### PASSAGE TO READ
________________

Published in Al-Ahram Weekly on 03 - 05 - 2001

Nur Elmessiri sees both loveliness and its flipside in Ekram Mohamed Omar's textile works
Birds and trees, when embroidered and colourful, take us to Akhmim -- a visual framework that could constitute a mental point of departure from which to launch an odyssey through Ekram Mohamed Omar's exhibition at Safar Khan gallery. The rural-idyllic and communitarian world of Akhmim, however, turns its back not only on the ugly socio-economic truths that come with such lovely concepts as "the land" (for example, the exploitation of labour), but also -- and here Omar's textilic paintings are a radical departure from the Akhmim frame of mind -- on one of the fundamental facts of natural life: death.
Omar's textilic paintings are meticulously executed. Every thread, every appliquéed bit of coarse cloth, stitch and painted line has formal dignity. She has a sense of medium, a respect for the vehicle of her expression, thread and fabric, which she takes the trouble to work thoroughly and which she does not merely use negligently as a means to a formal end. The natural nature of her medium -- its origin, after all, was the cotton field -- is something which, once the viewer has looked closely (surprised that watercolours can be conjured up from fabric), slowly filters through the mind's eye.
As does the mortality lurking within all that loveliness.
Flowers can be pressed, can be made, even in cotton, to resemble paper. This Omar does in at least two of the works on exhibit. Poppies, translucent as poppies are when they have been preserved between the leaves of a hard-bound book. Oversized poppies, monstrously transformed, in terms of scale at least, into trees in the shade of which something golden, delicately stitched -- a dead bird -- lies atop a white feathery cenotaph.

________________

### WRITTEN EXERCISE A
Translate this sentence from the textile exhibition review into French: "Omar's textilic paintings are meticulously executed."
### WRITTEN EXERCISE B
Pick up the textile exhibition review after its final sentence and carry it on.

(Point labeling samples)
________________

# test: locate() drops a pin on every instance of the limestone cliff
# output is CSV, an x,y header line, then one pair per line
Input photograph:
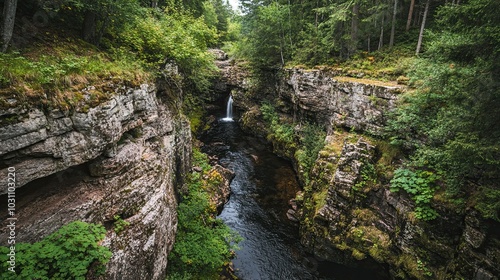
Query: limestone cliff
x,y
120,160
347,213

________________

### TASK RESULT A
Les peintures textiles d'Omar sont exécutées avec minutie.

### TASK RESULT B
Nest shapes are also cocoon shapes, Omar's sensitivity to the potential of her medium reveals. Follow the thin brocade-like yellow spiralling line, and at its heart is a chick that had almost made it through the embryonic -- dead: a drop of daffodil yellow, with red stitches denoting claws. A creature that has not quite emerged in full form from the grey-brown stuff of labyrinthine gestation.
In a formally parallel piece, we know that the yellow imperfect circle stitched on brown and grey and set in a sea of blue fabric is a nest because the red creature at the centre is alive. Elsewhere, cradle shapes floating (up in the sky? down river to bulrushes where they might be found?) on feathery blue string bear red crucifixes across the arms of which white albatrosses spread their sacrificial wings. And beneath the weight of layer upon layer of appliquéed blue, brown and cobalt wave-shapes into which cobalt poppies sink their tentaclular roots and above which an Icarus-like bird plummets towards the waves, floats a white shape carefully constructed/contorted into an arch: intimations of the silk worms which in childhood never quite made it beyond the chrysalis.
Amazing that with such pretty colours and motifs -- birds, plants, blues, greens and yellows -- Ekram Omar can evoke such dark embryonic depths, with such a homely activity -- stitching, patchwork -- can touch the sensitive nerve of the mythical, can with opaque material intimate the shimmering transparency of foetal matter, and water.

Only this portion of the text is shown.